Twin tricks of tuberculosis: Lack of cough and data

More than 80 per cent of patients with tuberculosis who are potentially contagious do not have persistent cough, a study has suggested, rekindling questions about the reliability of using only cough as a key diagnostic criterion.

The study that used data from 6,02,800 patients in 12 countries across Africa and Asia found that up to 83 per cent of adults with confirmed TB disease reported no persistent cough for two weeks or longer. And 63 per cent of such patients reported no cough of any duration.

The results indicate that patients with subclinical TB – infection without persistent cough or other TB symptoms – may experience delayed diagnosis and remain a potential source of transmission to close contacts, health researchers who conducted the study have said.

## [Problem statement]
According to the tuberculosis article, what share of adults with confirmed TB disease reported no cough of any duration?

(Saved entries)
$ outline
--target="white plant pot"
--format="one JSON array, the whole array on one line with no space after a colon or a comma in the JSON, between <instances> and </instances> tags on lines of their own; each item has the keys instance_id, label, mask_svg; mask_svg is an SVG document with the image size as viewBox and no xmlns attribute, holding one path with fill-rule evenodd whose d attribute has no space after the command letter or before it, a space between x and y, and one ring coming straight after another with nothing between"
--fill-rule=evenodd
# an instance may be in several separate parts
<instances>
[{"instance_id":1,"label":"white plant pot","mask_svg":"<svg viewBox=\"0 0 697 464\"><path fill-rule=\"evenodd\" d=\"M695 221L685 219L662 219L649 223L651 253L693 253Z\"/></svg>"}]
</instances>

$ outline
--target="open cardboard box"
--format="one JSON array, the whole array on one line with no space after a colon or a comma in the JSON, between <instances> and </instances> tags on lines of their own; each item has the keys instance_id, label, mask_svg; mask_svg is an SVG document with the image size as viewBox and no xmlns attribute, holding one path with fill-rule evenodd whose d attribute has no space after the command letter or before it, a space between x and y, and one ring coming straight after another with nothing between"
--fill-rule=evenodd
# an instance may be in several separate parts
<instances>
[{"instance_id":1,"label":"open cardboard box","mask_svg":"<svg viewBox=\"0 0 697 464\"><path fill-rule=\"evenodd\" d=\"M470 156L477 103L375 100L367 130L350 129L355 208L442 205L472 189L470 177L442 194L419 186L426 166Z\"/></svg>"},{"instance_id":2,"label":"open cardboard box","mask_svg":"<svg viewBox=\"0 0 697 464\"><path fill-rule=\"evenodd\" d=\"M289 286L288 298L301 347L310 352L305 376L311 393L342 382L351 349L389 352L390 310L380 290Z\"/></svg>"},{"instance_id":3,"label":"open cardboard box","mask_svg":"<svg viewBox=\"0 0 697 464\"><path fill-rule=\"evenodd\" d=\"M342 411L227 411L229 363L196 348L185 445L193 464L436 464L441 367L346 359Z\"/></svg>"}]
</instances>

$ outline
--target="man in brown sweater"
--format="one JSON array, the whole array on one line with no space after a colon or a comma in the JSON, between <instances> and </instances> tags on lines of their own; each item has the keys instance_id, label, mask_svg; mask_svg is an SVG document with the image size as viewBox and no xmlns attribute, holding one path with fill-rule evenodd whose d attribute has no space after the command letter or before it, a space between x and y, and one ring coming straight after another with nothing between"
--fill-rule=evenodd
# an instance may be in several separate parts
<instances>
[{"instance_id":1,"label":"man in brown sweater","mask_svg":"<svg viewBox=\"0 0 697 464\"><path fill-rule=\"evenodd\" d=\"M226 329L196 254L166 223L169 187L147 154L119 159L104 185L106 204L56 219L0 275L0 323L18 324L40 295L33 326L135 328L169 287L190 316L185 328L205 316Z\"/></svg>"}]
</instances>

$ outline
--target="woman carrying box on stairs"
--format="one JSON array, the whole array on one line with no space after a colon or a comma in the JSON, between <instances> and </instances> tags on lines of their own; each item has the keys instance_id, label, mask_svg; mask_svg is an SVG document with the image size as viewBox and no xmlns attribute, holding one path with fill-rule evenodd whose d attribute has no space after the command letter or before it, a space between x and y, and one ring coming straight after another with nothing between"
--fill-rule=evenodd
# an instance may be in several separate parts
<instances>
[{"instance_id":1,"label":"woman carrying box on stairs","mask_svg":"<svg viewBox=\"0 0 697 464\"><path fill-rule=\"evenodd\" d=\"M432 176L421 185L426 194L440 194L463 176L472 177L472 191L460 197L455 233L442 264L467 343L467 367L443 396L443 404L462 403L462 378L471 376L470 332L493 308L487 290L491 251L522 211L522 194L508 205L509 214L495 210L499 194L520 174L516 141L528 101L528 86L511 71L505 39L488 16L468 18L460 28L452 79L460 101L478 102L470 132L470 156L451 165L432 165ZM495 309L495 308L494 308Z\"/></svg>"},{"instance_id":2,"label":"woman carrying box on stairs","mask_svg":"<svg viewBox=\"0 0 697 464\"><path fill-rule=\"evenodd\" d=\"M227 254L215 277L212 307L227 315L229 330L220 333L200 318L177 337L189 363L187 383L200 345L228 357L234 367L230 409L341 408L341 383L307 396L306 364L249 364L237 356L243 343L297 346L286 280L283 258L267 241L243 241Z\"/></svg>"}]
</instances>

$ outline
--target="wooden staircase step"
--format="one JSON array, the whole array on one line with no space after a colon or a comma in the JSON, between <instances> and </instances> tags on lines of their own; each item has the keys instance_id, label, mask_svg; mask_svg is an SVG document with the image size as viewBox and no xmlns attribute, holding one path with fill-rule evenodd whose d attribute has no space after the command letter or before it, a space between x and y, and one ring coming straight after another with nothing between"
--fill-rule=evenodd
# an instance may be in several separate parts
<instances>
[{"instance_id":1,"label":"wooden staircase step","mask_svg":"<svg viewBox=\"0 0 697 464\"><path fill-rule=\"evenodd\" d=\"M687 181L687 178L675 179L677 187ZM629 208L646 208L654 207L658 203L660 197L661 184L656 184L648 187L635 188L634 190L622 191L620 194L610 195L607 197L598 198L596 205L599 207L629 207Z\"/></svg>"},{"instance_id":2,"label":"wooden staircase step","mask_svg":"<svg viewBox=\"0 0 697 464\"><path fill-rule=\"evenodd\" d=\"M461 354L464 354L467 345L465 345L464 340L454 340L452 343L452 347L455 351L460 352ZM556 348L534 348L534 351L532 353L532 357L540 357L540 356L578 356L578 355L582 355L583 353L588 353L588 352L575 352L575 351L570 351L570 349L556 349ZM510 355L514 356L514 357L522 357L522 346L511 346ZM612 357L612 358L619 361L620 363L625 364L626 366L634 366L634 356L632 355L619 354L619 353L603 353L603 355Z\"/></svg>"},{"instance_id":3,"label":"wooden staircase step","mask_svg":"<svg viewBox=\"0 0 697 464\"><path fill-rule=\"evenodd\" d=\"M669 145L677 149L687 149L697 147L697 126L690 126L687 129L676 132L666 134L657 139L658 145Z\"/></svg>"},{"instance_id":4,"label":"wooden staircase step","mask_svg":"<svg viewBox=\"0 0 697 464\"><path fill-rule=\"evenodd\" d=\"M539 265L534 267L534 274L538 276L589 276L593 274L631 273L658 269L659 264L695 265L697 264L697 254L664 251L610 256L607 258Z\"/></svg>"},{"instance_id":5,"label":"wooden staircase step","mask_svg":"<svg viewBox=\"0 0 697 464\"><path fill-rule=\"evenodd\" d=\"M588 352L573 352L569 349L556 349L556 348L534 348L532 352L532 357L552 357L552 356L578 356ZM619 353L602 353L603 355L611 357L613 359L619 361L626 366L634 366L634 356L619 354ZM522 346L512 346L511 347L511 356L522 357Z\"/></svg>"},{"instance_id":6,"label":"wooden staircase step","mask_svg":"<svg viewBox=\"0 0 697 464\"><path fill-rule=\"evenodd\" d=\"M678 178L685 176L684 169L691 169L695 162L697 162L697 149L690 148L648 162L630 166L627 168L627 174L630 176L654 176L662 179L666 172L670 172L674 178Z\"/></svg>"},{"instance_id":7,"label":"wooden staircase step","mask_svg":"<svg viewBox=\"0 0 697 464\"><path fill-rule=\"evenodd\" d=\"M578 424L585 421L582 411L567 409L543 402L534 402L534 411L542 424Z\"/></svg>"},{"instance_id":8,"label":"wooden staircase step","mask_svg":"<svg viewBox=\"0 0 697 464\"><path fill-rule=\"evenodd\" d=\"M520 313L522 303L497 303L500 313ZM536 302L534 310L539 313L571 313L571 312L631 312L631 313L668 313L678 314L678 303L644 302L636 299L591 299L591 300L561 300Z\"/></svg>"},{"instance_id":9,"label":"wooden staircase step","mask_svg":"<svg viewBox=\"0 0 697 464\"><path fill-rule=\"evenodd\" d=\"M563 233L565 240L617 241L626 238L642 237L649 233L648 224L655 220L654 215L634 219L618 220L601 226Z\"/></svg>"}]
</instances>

## [Solved exercise]
63 per cent of such patients reported no cough of any duration.